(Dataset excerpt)

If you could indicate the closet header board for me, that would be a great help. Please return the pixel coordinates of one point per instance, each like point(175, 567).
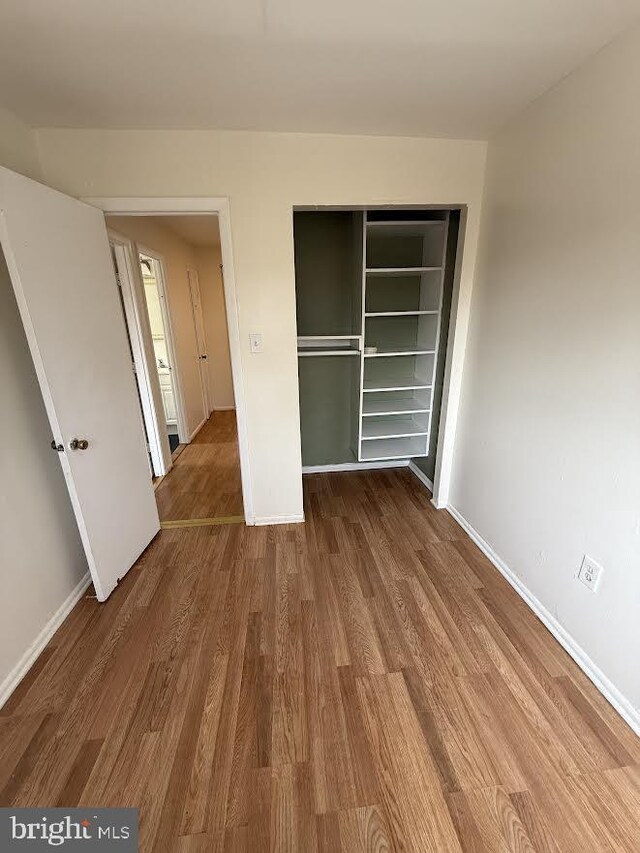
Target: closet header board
point(369, 287)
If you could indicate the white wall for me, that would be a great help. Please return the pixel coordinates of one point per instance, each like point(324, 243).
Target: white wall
point(41, 556)
point(264, 175)
point(178, 256)
point(18, 146)
point(208, 262)
point(547, 461)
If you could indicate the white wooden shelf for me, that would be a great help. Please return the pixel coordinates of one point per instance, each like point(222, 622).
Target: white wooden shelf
point(315, 345)
point(396, 406)
point(393, 448)
point(398, 313)
point(398, 351)
point(409, 384)
point(406, 226)
point(397, 426)
point(314, 351)
point(400, 270)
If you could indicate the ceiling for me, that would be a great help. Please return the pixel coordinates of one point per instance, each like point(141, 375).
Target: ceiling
point(454, 68)
point(200, 231)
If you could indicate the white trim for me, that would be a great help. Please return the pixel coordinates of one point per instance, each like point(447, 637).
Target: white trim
point(421, 476)
point(278, 519)
point(454, 366)
point(219, 205)
point(353, 466)
point(610, 692)
point(197, 429)
point(27, 660)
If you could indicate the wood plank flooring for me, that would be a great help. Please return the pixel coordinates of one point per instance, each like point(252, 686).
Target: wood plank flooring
point(205, 479)
point(363, 682)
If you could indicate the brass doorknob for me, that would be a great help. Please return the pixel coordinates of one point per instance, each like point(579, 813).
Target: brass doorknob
point(78, 444)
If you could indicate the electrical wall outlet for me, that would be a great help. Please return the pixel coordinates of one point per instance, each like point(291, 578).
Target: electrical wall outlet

» **TASK OBJECTIVE**
Could you update the material so that every "a great help" becomes "very helpful", with everything else unchanged and the pictures left out?

» **THE RESULT**
If you could indicate the closet header board for me, that would be very helpful. Please return the pixel coordinates of one point per instance, each like point(175, 567).
Target: closet header board
point(369, 287)
If you could indicate the white wall for me, that would be very helpful. Please return the pixel coordinates of one point per instance, each like point(324, 243).
Target: white wall
point(41, 556)
point(264, 175)
point(178, 256)
point(18, 146)
point(208, 262)
point(547, 461)
If you could indicate the white wooden shelf for me, that would be very helpful. Please return the pixel coordinates of one point per instance, each like point(222, 622).
Target: white wooden shelf
point(315, 345)
point(396, 406)
point(393, 448)
point(398, 313)
point(398, 351)
point(409, 384)
point(406, 226)
point(397, 426)
point(314, 351)
point(400, 270)
If you could indicate the ceiling for me, that would be very helpful. Please return the pixel coordinates of one point per instance, each like point(141, 375).
Target: ceiling
point(454, 68)
point(200, 231)
If you could indicate the white trim for me, that would be very helpful. Please return the pixel coordinates of one point per instance, each like point(447, 637).
Target: white trim
point(421, 476)
point(278, 519)
point(454, 366)
point(219, 205)
point(353, 466)
point(610, 692)
point(197, 429)
point(27, 660)
If you could indicate the wood plank flooring for me, that would be very helpful. Please return the pixel coordinates of one point per instance, each like point(252, 686).
Target: wood plank flooring
point(205, 479)
point(363, 682)
If you could indicate the brass doorknob for me, that would be very helpful. Please return the pixel coordinates of one point per instance, each like point(579, 813).
Target: brass doorknob
point(78, 444)
If you could indicate the electrical wall outlet for me, that would be very helpful. Please return the pixel coordinates of one point per instance, each like point(291, 578).
Target: electrical wall outlet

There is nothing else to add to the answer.